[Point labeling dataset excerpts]
↓

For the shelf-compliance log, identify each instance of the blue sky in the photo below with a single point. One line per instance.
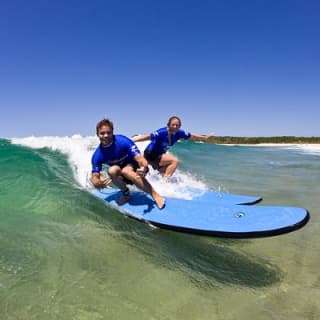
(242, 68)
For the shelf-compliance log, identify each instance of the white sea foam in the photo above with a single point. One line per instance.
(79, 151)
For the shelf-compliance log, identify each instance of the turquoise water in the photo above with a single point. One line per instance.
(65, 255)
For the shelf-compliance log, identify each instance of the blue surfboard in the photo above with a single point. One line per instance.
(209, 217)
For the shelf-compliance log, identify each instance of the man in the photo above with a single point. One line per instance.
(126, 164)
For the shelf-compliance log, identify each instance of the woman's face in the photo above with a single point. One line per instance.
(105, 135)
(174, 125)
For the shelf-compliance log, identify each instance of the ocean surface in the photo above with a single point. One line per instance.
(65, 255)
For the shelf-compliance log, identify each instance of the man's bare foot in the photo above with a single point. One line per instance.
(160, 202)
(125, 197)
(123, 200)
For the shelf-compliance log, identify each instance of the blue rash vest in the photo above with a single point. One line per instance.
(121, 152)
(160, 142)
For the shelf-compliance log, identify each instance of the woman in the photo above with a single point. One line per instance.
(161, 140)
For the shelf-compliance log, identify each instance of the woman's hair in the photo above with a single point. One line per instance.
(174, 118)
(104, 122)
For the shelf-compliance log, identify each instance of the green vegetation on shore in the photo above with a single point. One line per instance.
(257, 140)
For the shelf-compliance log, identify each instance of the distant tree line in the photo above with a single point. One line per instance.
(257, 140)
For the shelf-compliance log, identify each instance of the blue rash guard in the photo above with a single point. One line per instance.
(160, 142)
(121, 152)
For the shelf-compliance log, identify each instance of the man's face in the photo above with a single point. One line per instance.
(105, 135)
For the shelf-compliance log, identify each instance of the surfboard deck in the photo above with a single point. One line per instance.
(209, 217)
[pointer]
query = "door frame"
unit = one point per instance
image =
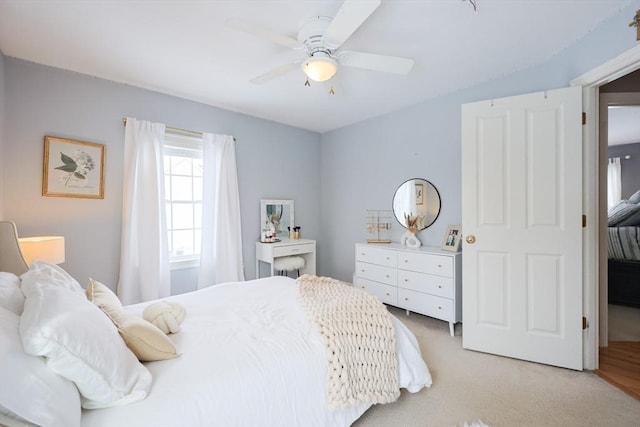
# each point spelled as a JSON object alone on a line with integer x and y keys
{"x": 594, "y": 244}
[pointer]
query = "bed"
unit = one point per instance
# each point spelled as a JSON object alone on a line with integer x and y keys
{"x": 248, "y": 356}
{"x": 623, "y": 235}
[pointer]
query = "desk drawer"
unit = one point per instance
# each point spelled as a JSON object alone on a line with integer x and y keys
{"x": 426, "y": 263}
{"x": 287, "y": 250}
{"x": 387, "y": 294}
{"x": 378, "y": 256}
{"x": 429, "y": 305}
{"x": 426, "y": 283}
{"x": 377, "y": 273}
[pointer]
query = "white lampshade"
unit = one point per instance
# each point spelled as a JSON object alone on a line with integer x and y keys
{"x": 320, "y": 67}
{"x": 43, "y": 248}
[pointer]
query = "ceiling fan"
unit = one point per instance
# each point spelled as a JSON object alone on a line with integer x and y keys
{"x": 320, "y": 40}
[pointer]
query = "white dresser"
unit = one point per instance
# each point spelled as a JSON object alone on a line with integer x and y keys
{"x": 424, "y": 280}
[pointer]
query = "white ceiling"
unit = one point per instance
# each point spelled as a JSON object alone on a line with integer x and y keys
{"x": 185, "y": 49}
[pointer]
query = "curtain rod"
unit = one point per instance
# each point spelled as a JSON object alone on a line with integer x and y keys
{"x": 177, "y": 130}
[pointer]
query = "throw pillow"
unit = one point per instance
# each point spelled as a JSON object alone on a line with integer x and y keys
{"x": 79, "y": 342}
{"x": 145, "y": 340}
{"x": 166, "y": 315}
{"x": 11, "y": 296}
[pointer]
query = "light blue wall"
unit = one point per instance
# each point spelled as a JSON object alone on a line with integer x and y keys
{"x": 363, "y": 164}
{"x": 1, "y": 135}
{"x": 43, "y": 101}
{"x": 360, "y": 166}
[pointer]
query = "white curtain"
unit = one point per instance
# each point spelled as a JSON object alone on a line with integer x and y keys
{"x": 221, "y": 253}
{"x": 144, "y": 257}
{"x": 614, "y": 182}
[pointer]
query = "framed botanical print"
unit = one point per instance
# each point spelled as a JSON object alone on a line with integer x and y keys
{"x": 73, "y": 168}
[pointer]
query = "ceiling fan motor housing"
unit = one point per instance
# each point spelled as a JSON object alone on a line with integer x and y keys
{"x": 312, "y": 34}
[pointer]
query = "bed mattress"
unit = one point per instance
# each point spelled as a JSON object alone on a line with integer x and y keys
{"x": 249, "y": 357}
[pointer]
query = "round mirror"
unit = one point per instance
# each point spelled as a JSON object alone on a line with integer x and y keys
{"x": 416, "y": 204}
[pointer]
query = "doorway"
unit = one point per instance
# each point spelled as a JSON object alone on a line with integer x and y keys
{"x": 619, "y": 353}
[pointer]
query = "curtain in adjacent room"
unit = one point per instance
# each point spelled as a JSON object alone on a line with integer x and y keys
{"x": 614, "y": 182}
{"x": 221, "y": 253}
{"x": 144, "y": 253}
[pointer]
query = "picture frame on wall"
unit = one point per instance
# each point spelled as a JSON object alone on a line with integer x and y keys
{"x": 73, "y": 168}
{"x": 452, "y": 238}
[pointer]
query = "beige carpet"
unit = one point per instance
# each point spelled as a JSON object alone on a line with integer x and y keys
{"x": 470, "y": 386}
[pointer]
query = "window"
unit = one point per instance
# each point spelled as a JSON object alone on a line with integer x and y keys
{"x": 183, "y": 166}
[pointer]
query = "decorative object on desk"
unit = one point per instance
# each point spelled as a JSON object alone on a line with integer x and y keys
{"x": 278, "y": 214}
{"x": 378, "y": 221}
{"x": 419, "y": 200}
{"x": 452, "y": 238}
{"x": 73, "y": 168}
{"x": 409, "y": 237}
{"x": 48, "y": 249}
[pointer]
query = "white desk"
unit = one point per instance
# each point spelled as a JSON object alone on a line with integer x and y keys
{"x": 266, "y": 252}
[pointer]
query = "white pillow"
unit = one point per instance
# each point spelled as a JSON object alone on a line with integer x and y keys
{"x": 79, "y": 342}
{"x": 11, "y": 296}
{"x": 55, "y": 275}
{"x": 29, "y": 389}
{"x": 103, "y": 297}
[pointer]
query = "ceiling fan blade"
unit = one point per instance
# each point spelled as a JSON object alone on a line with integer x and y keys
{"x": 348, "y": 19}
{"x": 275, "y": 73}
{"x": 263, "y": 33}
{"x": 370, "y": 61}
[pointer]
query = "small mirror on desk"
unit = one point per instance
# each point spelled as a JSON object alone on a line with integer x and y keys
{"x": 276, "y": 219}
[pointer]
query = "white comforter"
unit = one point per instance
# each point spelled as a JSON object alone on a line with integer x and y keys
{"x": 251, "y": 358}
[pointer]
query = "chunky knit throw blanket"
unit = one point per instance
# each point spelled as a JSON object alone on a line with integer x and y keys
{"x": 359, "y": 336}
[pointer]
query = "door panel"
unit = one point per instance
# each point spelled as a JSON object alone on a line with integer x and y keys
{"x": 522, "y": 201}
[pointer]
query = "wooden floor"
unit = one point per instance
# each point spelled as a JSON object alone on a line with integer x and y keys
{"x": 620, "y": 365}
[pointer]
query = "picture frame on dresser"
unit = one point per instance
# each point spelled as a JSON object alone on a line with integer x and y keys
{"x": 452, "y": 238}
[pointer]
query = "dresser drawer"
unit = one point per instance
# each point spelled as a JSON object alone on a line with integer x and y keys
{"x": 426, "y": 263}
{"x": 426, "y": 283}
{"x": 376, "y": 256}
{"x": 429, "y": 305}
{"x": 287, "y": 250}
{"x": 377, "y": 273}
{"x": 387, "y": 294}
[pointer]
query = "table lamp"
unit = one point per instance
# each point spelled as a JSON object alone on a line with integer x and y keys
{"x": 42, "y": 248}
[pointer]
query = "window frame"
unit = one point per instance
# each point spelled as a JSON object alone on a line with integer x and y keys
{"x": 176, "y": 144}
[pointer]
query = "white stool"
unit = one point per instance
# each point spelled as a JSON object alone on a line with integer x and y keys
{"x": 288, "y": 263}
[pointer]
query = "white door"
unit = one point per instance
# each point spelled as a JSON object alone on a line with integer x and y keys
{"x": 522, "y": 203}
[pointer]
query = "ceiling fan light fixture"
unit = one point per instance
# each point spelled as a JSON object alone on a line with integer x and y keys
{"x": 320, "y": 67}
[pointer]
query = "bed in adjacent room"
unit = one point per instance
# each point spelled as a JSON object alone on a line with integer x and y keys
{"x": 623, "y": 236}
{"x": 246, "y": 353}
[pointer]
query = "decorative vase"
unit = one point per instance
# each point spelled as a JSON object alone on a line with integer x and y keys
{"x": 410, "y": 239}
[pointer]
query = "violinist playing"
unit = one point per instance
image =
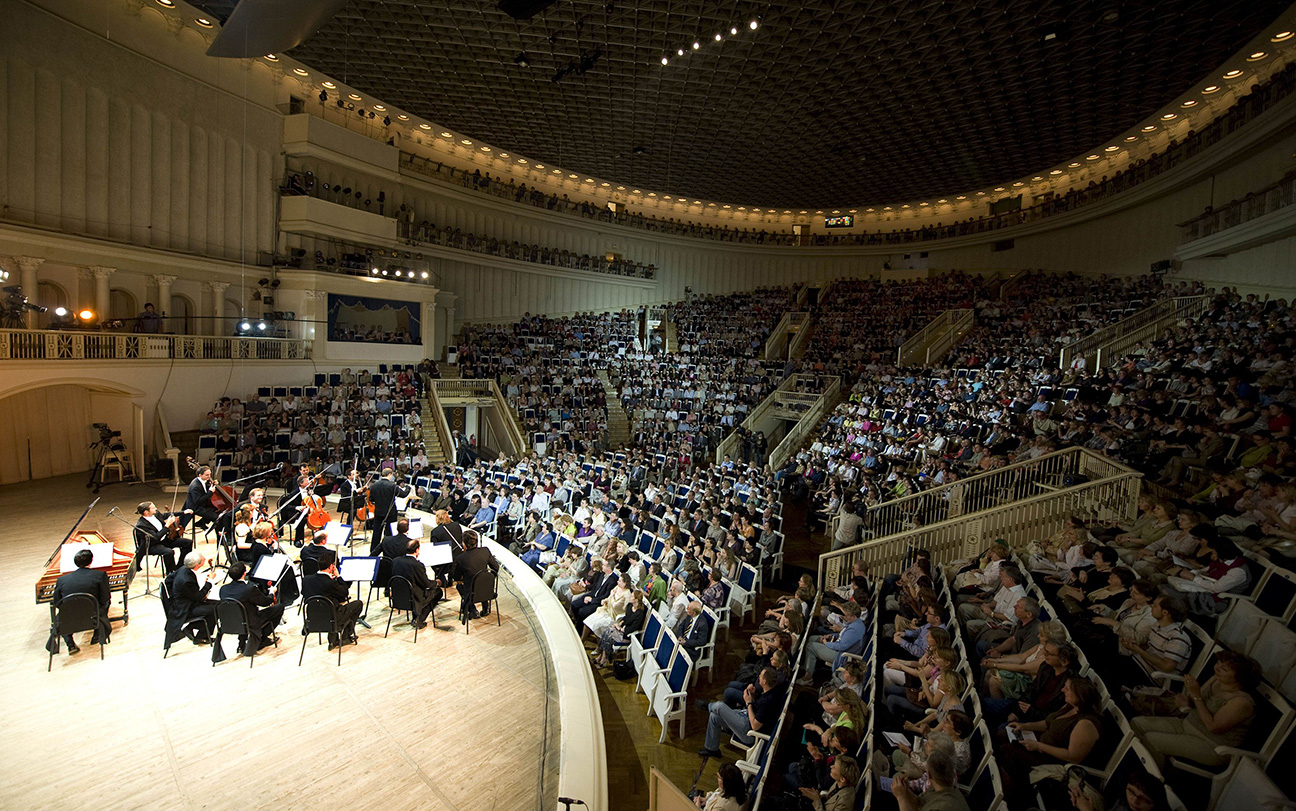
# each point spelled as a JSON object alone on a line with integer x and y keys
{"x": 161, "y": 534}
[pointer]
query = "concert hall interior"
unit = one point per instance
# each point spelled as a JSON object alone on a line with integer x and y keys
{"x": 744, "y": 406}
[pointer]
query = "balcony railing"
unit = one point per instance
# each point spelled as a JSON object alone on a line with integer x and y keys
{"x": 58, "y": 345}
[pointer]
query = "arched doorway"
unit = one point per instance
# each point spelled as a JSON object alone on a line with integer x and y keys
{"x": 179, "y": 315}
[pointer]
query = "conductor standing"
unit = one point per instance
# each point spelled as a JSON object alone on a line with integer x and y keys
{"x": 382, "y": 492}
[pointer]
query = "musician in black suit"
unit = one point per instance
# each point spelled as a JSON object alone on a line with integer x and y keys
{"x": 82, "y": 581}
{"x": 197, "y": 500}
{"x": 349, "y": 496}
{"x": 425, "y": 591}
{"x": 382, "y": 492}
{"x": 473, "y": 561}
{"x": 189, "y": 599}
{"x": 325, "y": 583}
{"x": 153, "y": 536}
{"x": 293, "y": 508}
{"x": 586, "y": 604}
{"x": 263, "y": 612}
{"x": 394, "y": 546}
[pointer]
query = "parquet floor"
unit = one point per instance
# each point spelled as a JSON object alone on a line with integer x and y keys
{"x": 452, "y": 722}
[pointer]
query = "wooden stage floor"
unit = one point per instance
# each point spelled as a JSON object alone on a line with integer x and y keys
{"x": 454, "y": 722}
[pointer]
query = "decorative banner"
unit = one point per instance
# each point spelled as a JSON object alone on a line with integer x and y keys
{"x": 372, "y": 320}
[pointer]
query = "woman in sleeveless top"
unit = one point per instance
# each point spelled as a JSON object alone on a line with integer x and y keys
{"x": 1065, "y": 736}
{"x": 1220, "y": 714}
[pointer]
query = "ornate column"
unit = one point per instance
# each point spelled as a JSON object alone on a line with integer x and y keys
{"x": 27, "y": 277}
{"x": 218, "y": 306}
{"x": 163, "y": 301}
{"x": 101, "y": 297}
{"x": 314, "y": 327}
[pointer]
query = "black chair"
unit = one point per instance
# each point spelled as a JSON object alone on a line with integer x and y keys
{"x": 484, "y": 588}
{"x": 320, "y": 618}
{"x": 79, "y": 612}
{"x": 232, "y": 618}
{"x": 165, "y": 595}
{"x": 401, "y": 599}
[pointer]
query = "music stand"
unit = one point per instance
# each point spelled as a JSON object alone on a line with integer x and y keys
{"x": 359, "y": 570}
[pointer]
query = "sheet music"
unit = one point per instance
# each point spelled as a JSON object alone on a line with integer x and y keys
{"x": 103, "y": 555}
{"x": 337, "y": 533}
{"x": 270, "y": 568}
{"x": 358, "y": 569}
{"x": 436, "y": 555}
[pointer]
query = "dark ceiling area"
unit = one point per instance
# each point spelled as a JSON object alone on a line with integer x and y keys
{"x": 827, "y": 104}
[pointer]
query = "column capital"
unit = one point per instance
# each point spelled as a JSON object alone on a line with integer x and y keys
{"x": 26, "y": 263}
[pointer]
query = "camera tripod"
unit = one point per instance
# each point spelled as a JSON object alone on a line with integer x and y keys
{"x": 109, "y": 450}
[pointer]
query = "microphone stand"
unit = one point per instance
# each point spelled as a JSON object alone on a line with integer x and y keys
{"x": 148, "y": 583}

↑

**Aim of the task**. Find every line in the items above that contains the word "adjacent", and copy each one out in full.

**Task answer**.
query = "curtain in adjacent room"
query = "bed in adjacent room"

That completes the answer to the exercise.